Aim: Exactly reproduce the line containing "Could you then find the lower" together with every line after it, through the end of the entries, and give nothing more.

Exercise material:
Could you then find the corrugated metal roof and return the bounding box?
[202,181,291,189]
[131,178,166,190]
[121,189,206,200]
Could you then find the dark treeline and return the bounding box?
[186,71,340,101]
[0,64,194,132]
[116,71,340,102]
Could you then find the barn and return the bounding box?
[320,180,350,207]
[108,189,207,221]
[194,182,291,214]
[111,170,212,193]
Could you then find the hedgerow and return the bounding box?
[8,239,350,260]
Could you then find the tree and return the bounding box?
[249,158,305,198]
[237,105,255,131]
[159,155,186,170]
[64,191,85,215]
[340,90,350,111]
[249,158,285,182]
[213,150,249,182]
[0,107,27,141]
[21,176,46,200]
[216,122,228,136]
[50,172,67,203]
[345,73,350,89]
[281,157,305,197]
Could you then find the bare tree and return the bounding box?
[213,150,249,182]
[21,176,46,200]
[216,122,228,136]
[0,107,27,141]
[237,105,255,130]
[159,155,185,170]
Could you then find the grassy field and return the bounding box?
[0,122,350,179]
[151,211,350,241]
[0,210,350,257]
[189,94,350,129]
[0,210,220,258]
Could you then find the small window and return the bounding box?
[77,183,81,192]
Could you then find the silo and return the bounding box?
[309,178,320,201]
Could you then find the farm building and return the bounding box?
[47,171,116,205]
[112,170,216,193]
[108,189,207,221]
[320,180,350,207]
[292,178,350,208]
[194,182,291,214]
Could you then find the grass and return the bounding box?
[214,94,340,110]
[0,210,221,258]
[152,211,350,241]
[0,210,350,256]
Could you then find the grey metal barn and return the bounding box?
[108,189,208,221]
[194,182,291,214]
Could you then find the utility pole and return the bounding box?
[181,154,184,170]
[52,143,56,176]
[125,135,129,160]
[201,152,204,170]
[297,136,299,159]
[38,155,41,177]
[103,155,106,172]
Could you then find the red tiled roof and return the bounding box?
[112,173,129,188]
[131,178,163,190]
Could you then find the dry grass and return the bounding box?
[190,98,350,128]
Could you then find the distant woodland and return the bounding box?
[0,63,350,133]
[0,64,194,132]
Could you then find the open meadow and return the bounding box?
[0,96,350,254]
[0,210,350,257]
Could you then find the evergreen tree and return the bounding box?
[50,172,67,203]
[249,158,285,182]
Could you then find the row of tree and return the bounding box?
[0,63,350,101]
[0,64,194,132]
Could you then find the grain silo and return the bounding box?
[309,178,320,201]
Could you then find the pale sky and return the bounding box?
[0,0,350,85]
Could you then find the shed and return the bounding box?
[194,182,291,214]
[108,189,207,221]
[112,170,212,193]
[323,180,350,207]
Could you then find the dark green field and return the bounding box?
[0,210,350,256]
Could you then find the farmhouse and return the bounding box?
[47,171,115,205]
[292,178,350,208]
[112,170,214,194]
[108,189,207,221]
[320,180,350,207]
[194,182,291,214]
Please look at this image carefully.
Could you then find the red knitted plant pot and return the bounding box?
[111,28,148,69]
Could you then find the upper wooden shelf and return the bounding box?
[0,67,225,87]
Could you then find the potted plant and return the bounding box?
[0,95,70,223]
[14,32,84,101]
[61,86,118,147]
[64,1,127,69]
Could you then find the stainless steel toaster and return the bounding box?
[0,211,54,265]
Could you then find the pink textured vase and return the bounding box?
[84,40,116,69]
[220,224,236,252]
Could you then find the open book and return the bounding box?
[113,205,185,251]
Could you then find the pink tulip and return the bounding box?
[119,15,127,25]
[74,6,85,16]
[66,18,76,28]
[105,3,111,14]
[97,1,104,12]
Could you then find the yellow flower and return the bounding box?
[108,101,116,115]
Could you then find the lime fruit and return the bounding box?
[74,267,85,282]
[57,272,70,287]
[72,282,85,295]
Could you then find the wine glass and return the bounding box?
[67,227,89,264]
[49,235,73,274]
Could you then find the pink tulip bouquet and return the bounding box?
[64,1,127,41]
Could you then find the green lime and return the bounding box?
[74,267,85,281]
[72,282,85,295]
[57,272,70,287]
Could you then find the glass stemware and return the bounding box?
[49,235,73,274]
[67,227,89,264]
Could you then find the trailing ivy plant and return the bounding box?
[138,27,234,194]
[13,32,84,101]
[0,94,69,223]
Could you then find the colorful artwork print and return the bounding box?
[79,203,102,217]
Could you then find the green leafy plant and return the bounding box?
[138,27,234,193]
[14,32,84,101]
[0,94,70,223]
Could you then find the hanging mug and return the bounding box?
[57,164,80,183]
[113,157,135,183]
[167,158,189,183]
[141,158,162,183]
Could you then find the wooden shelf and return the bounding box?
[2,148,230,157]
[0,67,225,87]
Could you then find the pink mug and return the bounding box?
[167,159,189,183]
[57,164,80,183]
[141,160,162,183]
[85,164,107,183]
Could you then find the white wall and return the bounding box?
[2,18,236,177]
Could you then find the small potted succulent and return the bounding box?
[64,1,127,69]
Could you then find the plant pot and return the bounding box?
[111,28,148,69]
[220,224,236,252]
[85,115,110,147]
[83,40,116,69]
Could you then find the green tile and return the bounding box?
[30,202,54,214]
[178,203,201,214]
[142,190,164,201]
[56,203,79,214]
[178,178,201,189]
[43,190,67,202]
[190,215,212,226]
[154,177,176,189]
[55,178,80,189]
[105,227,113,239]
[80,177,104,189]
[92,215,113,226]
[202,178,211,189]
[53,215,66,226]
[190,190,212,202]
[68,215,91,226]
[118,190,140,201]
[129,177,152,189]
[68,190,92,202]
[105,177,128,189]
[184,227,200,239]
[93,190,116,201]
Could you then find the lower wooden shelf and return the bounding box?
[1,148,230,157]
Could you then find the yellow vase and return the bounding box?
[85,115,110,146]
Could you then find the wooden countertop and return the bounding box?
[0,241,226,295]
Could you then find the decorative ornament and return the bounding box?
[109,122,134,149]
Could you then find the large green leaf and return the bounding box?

The response:
Could you then find the lower wooden shelf and return the bounding box?
[1,148,230,157]
Could you then find the yellow vase and return the bounding box?
[85,115,110,146]
Could you then find the wooden countertop and return the bounding box?
[0,241,226,295]
Could you then find the decorative ornament and return the bounding box?
[109,122,134,149]
Could you then find the large green leaf and return the bounding box?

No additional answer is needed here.